## begin Text shown
Exercise 1 (M)

Tip

You can download all of the related files in a zip file missingdataEx.zip from Github folder, or just by clicking this link directly.

Navigate to the GitHub folder (above link) where the ZIP file is located.
Click on the file name (above zip file) to open its preview window.
Click on the Download button to download the file. If you can’t see the Download button, click on “Download Raw File” link that should appear on the page.

Problem Statement

We will use the article by Williams AR, Wilson-Genderson M, Thomson MD. (2021)

We will reproduce some results from the article. The authors used NHANES 2015-16 and 2017-18 datasets to create their analytic dataset. The combined dataset contains 19,225 subjects with 20 relevant variables for this exercise:

Survey information

id: Respondent sequence number
survey.weight: Full sample 4 year interview weight
psu: Masked pseudo PSU
strata: Masked pseudo strata (strata is nested within PSU)

4 Outcome variables

weight.loss.behavior: doing lifestyle behavior changes - controlling or losing weight
exercise.behavior: doing lifestyle behavior changes - increasing exercise
salt.behavior: doing lifestyle behavior changes - reducing salt in diet
fat.behavior: doing lifestyle behavior changes - reducing fat in diet

4 predictors (i.e., exposure variables)

weight.loss.advice: told by a doctor or health professional - to control/lose weight
exercise.advice: told by a doctor or health professional - to exercise
salt.advice: told by a doctor or health professional - to reduce salt in diet
fat.advice: told by a doctor or health professional - to reduce fat/calories

Confounders and other variables

gender: Gender
age: Age in years at screening
income: The ratio of family income to federal poverty level
race: Race/Ethnicity
bmi: Body Mass Index in kg/m\(^2\)
comorbidity: Comorbidity index
DIQ010: Self-report to have been informed by a provider to have diabetes
BPQ020: Self-report to have been informed by a provider to have hypertension

Question 1: Analytic dataset

1(a) Importing dataset

# download the data in the same folder
load("Data/missingdata/Williams2021.RData")

1(b) Subsetting according to eligibility

Create a dataset with missing values in outcomes, predictors, and confounders. As shown in Figure 1, the sample size should be 4,746.

# Drop < 18 years
dat <- dat.full
dat <- dat[dat$age >= 18,] 

# Eligibility
dat <- dat[dat$DIQ010=="Yes" | dat$BPQ020=="Yes",] 

# Dataset with missing values in outcomes, predictors, and confounders
dat.with.miss <- dat
nrow(dat.with.miss) # N = 4,746
#> [1] 4746

1(c) Dataset with missing values only in confounders

Create a dataset with missing values in only in confounders. There should not be any missing values in the outcomes or predictors. As shown in Figure 1, the sample size should be 4,716.
## end Text shown
## begin Records
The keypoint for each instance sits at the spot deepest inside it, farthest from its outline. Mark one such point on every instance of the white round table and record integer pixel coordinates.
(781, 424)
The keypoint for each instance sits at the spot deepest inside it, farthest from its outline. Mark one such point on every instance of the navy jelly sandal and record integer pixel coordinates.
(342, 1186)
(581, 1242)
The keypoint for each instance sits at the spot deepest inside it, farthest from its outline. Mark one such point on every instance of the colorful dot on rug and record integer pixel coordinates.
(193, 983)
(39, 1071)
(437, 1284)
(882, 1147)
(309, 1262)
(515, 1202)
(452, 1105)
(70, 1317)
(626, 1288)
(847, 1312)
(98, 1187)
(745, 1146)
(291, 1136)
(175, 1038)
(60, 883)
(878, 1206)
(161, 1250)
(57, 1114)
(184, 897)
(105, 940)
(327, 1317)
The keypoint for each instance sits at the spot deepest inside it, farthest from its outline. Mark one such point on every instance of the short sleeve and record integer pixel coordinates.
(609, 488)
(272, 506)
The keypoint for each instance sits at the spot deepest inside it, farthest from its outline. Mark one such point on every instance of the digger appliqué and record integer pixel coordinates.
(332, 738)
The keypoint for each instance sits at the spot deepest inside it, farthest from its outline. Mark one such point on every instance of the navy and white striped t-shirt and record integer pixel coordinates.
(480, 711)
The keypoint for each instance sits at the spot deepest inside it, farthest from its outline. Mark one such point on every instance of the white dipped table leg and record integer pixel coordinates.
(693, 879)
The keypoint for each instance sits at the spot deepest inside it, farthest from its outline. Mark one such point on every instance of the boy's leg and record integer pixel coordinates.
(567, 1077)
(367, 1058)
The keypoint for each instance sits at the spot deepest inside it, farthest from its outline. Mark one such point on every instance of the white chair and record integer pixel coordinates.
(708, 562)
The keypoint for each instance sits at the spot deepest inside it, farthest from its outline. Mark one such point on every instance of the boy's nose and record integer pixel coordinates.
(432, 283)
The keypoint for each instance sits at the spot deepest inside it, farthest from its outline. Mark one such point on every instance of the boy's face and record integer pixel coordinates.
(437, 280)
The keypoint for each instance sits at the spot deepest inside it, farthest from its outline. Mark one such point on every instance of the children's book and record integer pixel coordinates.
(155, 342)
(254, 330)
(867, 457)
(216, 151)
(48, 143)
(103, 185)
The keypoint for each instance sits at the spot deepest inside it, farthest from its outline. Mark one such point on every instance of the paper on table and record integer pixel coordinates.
## end Records
Task list:
[a] Which NHANES cycles did the authors use to build their analytic dataset in the missing-data exercise?
[b] Pick up the missing-data exercise after its last sentence and carry on.
The entries were drawn from a different source than the missing-data exercise.

Answers to the exercise:
[a] NHANES 2015-16 and 2017-18.

[b]
Hint: there are four outcome variables and four predictors in this paper. Read the “Self-reported behavior change and receipt of advice” paragraph.

dat <- dat.with.miss

# Drop missing or don't know outcomes 
dat <- dat[complete.cases(dat$weight.loss.behavior),]
dat <- dat[complete.cases(dat$exercise.behavior),]
dat <- dat[complete.cases(dat$salt.behavior),]
dat <- dat[complete.cases(dat$fat.behavior),]

# Drop missing or don't know predictors
dat <- dat[complete.cases(dat$weight.loss.advice),]
dat <- dat[complete.cases(dat$exercise.advice),]
dat <- dat[complete.cases(dat$salt.advice),]
dat <- dat[complete.cases(dat$fat.advice),] 

# Dataset without missing in outcomes and predictors but missing in confounders 
dat.with.miss2 <- dat
nrow(dat.with.miss2) # N = 4,716
#> [1] 4716

1(d) Reproduce Table 1

Create the first column of Table 1 of the article.

Hint 1: The authors reported unweighted frequencies, and thus, survey features should not be utilized to answer this question. Use tableone package.
Hint 2: You may need to generate the Condition variable.
Hint 3: age and comorbidity are numerical variables. tableone package gives mean (SD) for numerical variables by default. For this exercise, instead of reporting the frequency, you could report the mean (SD) for age and comorbidity.

dat <- dat.with.miss2

# Create the condition variable
dat$condition <- NA
dat$condition[dat$BPQ020 == "Yes"] <- "Hypertension Only"
dat$condition[dat$DIQ010 == "Yes"] <- "Diabetes Only"
dat$condition[dat$BPQ020 == "Yes" & dat$DIQ010 == "Yes"] <- "Both"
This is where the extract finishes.